* **GIVEN EXERCISE 1**
Rewrite the Juriscraper project description from "There is also" to "Cuba, Mexico, California)", replacing "extensibility" with "flexibility".

* **SUPPLIED TEXT**
========================================================================
Skip to main content

An API to scrape American court websites for metadata.

Project description

|Build Status|

What is This?
=============

Juriscraper is a scraper library started several years ago that gathers
judicial opinions and oral arguments in the American court system. It is
currently able to scrape:

- opinions from all major appellate Federal courts
- opinions from all state courts of last resort except for Georgia
(typically their "Supreme Court")
- oral arguments from all appellate federal courts that offer them

Juriscraper is part of a two-part system. The second part is your code,
which calls Juriscraper. Your code is responsible for calling a scraper,
downloading and saving its results. A reference implementation of the
caller has been developed and is in use at
`CourtListener.com <http://courtlistener.com>`__. The code for that
caller can be `found
here <https://github.com/freelawproject/courtlistener/blob/master/alert/scrapers/management/commands/cl_scrape_and_extract.py>`__.
There is also a basic sample caller `included in
Juriscraper <https://github.com/freelawproject/juriscraper/blob/master/sample_caller.py>`__
that can be used for testing or as a starting point when developing your
own.

Some of the design goals for this project are:

- extensibility to support video, oral argument audio, etc.
- extensibility to support geographies (US, Cuba, Mexico, California)
- Mime type identification through magic numbers
- Generalized architecture with minimal code repetition
- XPath-based scraping powered by lxml's html parser
- return all meta data available on court websites (caller can pick
what it needs)
========================================================================
* **EXTRACTED MATERIAL**
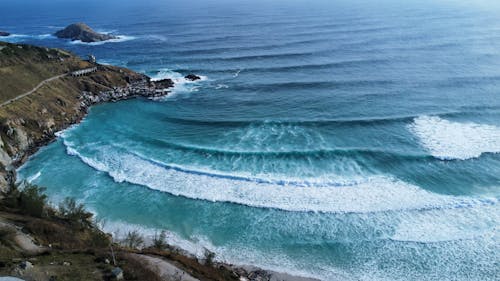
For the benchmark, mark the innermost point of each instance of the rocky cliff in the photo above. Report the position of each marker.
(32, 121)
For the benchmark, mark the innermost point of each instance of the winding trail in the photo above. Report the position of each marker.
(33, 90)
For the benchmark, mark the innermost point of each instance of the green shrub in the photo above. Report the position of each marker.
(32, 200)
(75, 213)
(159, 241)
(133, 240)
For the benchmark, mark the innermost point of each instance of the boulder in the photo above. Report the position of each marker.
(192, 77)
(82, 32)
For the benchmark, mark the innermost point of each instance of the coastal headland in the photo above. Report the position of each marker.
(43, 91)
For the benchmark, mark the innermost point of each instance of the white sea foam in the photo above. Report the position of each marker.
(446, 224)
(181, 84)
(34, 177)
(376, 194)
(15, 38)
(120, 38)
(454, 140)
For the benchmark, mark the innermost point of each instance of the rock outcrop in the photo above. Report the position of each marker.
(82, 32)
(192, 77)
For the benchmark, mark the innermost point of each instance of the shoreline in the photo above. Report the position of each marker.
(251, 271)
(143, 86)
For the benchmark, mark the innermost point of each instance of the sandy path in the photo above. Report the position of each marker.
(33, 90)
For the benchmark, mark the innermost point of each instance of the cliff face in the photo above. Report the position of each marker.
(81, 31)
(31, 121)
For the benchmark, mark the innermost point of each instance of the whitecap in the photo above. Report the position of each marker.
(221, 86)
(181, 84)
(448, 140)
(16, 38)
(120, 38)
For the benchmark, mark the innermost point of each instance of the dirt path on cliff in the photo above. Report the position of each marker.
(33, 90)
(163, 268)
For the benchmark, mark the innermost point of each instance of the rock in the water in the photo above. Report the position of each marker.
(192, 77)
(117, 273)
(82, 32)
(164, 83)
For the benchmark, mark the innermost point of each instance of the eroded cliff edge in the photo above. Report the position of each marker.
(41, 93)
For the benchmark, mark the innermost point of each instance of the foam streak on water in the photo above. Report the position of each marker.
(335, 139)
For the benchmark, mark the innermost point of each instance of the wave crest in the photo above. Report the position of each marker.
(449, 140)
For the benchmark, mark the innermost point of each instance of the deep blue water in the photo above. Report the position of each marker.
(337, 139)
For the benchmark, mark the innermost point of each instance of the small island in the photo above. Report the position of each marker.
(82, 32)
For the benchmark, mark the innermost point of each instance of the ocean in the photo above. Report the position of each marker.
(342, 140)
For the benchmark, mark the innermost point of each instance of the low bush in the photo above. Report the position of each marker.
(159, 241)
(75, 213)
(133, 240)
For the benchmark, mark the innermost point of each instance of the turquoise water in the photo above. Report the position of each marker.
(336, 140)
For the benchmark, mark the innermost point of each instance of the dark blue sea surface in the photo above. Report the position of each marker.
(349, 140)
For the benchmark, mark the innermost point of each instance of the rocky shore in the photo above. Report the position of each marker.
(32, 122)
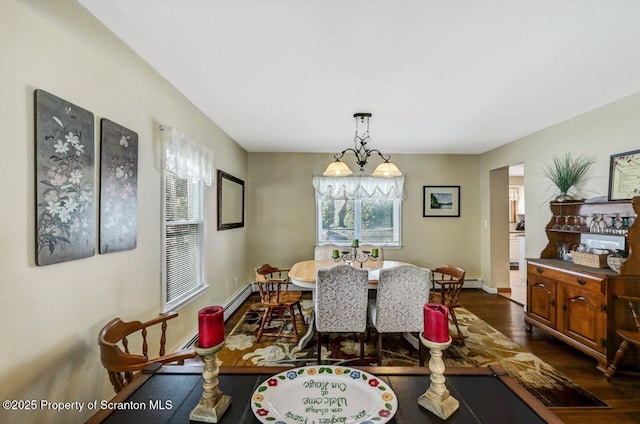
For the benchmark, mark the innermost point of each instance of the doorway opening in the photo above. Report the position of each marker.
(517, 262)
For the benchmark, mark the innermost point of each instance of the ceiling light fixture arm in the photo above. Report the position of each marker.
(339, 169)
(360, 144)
========================================================================
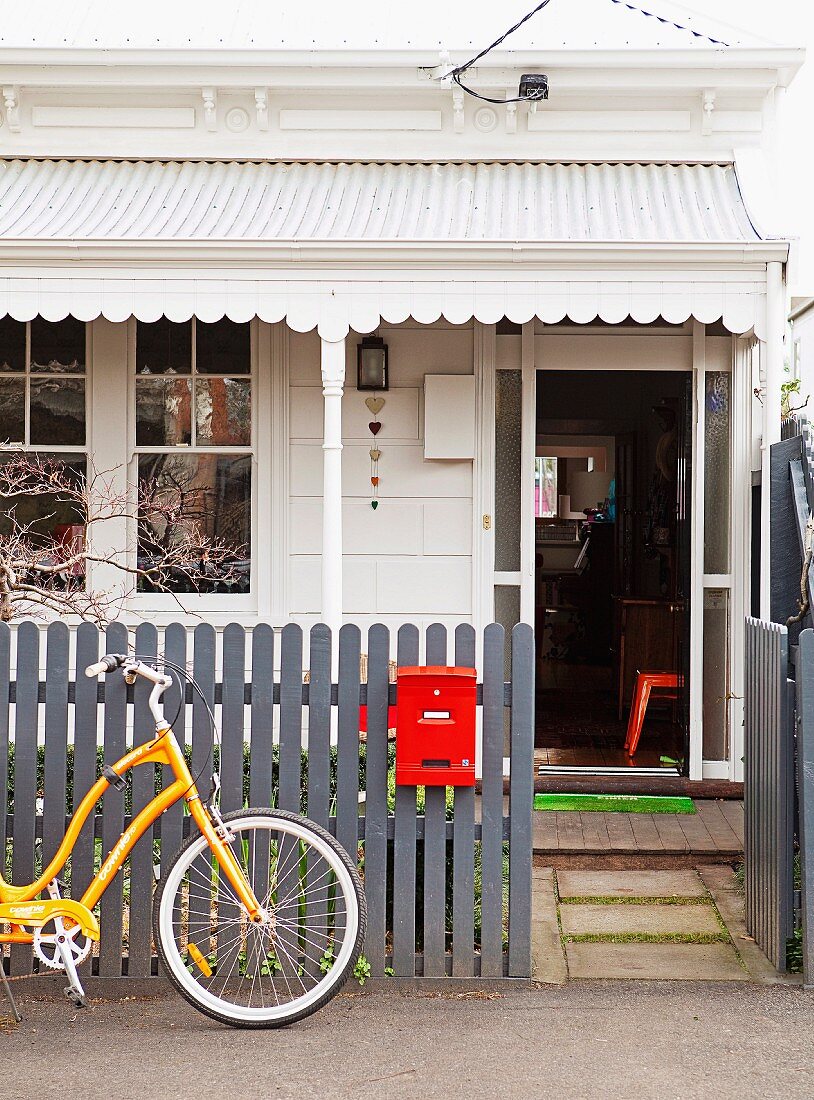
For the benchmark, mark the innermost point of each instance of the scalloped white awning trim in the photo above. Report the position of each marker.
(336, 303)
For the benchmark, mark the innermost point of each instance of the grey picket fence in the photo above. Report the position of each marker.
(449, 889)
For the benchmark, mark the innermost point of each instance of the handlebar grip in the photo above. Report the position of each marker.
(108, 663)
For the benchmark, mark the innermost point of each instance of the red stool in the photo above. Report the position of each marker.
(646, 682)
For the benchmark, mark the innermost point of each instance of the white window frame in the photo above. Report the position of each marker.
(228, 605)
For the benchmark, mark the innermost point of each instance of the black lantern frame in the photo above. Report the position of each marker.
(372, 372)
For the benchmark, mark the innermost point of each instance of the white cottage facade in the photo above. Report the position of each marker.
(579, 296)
========================================================================
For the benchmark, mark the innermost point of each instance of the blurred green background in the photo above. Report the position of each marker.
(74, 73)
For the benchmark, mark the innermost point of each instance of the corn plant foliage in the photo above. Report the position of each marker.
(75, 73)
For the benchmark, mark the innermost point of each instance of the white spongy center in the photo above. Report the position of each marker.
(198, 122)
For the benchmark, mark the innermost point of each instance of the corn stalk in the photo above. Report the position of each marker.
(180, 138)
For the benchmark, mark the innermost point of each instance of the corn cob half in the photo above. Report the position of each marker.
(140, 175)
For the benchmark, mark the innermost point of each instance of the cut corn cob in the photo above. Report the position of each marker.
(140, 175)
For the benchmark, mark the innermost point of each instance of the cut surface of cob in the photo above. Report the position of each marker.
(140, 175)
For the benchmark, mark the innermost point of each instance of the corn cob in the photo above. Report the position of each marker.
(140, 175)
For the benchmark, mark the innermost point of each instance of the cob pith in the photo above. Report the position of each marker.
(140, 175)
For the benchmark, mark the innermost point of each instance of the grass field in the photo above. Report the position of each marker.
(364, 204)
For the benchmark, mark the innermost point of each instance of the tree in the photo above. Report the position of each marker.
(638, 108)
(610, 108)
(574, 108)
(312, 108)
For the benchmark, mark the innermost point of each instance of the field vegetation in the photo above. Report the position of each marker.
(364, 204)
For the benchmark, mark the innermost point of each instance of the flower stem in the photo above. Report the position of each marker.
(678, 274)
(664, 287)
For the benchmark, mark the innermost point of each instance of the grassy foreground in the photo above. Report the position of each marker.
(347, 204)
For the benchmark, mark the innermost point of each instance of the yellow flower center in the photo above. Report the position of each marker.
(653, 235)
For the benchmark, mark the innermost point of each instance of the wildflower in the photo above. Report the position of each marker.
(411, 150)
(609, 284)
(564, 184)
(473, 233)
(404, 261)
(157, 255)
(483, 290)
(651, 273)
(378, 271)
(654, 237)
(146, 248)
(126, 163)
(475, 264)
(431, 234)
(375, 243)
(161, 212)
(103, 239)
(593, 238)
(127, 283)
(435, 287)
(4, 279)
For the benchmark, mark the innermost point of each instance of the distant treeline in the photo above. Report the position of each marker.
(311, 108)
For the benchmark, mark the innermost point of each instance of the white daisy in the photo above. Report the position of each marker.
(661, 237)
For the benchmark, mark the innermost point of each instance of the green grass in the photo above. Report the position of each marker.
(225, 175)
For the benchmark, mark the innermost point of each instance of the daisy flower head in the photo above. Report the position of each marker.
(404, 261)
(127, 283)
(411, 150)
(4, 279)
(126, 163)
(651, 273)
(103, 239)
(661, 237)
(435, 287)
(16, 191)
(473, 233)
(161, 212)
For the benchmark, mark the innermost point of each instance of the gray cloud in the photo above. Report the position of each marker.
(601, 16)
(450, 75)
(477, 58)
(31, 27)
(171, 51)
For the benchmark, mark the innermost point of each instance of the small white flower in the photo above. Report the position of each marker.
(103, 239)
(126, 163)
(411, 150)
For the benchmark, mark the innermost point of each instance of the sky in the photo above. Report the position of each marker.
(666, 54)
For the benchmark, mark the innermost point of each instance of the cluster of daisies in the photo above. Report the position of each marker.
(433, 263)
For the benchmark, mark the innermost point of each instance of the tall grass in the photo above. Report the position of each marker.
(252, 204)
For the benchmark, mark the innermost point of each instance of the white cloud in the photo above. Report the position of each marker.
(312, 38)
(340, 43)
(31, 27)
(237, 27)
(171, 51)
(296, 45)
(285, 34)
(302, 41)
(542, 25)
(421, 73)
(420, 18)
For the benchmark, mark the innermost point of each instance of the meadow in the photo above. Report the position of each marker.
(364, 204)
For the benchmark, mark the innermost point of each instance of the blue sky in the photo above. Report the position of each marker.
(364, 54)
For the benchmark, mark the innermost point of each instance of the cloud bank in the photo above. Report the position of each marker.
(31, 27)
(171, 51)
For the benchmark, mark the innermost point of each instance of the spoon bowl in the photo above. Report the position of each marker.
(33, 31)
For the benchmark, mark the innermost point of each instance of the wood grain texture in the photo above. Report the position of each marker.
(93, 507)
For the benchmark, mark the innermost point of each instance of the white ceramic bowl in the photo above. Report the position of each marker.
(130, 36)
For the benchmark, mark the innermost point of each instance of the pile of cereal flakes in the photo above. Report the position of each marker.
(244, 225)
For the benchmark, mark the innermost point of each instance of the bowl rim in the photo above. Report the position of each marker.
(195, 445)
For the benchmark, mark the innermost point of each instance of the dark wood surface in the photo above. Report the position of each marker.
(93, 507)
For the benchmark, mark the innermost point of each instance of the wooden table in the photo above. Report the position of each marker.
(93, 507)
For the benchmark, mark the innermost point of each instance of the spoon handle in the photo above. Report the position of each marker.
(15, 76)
========================================================================
* **GIVEN EXERCISE 2**
Copy every line of the records that contains the string "path".

* **RESPONSE 1**
There is also a basic sample caller `included in
Juriscraper <https://github.com/freelawproject/juriscraper/blob/master/sample_caller.py>`__
that can be used for testing or as a starting point when developing your
own.

Some of the design goals for this project are:

- flexibility to support video, oral argument audio, etc.
- flexibility to support geographies (US, Cuba, Mexico, California)

* **RESPONSE 2**
For the benchmark, mark the innermost point of each instance of the sandy path in the photo above. Report the position of each marker.
For the benchmark, mark the innermost point of each instance of the dirt path on cliff in the photo above. Report the position of each marker.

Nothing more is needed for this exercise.